## Provided text
++++++++++

DM207 I/O-Efficient Algorithms and Data Structures

Fall 2011
Rolf Fagerberg


Official Course Description

See the course description at the web pages of the faculty.

Time and Place

The course starts Wednesday, August 31 (the teacher has overlapping other obligations Monday, August 29).

The schedule in the 1st quarter is as follows:

  • Mondays 14.15 to 16.00 in U49B (Sept 5), U49E (Sept 19), and U49 (Sept 12, Sept 26, Oct 3, Oct 10).
  • Wednesdays 14.15 to 16.00 in Imadas seminar room.

The schedule in the 2nd quarter is as follows:

with the following exceptions:

  • Monday, Nov 7 (instead of Tuesday, Nov 8) 10:15 to 12:00 in U49B
  • Thursday, Nov 10 in U49C
  • Monday, Nov 21 (instead of Tuesday, Nov 22) 10:15 to 12:00 in U57 (10-11) and U141 (11-12).
  • In week 48, only the Thursday lecture will take place (Thursday, December 1).
  • Monday, Dec 5 (instead of Tuesday, Dec 6) 10:15 to 12:00 in U57 (10-11) and U17 (11-12).
  • Monday, Dec 19 (instead of Tuesday, Nov 29) 10:15 to 12:00 in U26
  • Tuesday, Dec 20 there will only be lectures 15:15 to 16:00 (still in Imadas seminar room).

Teaching material

The course is based on handouts (no textbook).

Examination

The final exam is oral, with grades on the 7-point marking scale. There are projects which must be passed during the course in order to attend the oral exam.

The exam date is January 24. The exam will take place in Imadas seminar room, with preparation in U49.

There will be a spørgetime (session for asking questions on the exam and the curriculum) Monday, January 23, at 10.15 in U49C.

The curriculum is everything mentioned under the heading Reading in the list of lectures below (respecting the reading guides stated).

At the oral exam, you will draw one topic from a list of exam topics. The topic delineates the part of curriculum which you are to present. The full details of the exam format are described at the bottom of the list of exam topics.

Lectures

  • August 31. Introduction to course. The I/O-model.

    Reading: The slides, pages 1-19. Section 1 of The Input/Output Complexity of Sorting and Related Problems. A. Aggarwal and J. S. Vitter. Communications of the ACM 31 (9): 1116--1127, 1988 (reading guide: set P=1 [i.e. forget about the parameter P], this parameter has since been removed from the basic model.)

  • September 5. Stacks, and queues. Selection.

++++++++++

## Source material
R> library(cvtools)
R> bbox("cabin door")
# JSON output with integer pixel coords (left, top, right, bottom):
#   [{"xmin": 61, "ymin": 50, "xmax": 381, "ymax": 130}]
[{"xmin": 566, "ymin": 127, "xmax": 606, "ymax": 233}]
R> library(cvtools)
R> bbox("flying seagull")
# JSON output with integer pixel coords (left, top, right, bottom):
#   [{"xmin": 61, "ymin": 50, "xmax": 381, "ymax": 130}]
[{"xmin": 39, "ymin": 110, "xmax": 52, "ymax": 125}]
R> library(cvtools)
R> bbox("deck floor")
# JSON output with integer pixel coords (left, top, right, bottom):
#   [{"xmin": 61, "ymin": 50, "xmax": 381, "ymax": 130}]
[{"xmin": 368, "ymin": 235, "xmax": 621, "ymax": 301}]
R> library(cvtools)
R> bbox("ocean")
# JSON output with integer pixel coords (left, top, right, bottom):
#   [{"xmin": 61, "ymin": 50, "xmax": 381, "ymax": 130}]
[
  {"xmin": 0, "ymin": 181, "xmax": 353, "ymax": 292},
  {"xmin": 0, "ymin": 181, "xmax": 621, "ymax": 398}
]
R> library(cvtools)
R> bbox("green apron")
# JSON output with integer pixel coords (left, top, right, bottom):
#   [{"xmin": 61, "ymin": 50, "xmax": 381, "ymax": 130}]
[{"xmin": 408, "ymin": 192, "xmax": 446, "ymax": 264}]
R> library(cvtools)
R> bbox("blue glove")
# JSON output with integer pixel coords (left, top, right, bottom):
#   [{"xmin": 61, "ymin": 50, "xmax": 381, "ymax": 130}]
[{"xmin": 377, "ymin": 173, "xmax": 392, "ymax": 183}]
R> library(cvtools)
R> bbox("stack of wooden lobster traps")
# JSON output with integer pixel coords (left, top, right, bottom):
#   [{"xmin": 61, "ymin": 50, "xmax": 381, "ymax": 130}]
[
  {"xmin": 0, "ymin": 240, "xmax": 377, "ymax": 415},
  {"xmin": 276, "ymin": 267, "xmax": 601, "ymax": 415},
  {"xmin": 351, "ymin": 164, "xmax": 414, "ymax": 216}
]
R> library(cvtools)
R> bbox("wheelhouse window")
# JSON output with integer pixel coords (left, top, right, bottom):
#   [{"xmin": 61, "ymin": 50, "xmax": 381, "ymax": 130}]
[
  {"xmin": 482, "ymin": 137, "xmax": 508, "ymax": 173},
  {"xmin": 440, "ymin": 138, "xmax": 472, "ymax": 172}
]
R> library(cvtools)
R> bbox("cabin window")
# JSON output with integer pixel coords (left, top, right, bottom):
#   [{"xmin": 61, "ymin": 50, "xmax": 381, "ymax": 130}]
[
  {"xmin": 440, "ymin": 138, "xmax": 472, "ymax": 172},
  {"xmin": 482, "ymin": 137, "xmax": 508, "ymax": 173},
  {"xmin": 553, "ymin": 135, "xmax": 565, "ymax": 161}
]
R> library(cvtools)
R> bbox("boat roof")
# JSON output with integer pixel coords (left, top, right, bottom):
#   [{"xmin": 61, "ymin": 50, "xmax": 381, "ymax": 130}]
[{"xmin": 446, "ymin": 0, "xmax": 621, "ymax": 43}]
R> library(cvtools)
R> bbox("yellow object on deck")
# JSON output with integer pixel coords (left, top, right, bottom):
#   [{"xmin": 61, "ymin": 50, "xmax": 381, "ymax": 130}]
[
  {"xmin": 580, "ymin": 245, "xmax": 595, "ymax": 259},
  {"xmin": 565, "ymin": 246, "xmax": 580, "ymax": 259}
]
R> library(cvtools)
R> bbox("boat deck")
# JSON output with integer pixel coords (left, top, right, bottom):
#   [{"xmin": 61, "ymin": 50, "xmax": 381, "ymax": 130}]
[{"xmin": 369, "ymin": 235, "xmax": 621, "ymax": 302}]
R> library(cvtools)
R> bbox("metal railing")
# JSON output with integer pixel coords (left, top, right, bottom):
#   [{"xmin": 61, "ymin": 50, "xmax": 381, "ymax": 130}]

++++++++++

## Complete the following
**A.** Write out the part of the course page that runs from "The course is" up to and including "10.15 in U49C.", word for word.
**B.** List every line of the listing that contains the word "cabin", copying each line whole.

## Answers below
**A.**
The course is based on handouts (no textbook).

Examination

The final exam is oral, with grades on the 7-point marking scale. There are projects which must be passed during the course in order to attend the oral exam.

The exam date is January 24. The exam will take place in Imadas seminar room, with preparation in U49.

There will be a spørgetime (session for asking questions on the exam and the curriculum) Monday, January 23, at 10.15 in U49C.

**B.**
R> bbox("cabin door")
R> bbox("cabin window")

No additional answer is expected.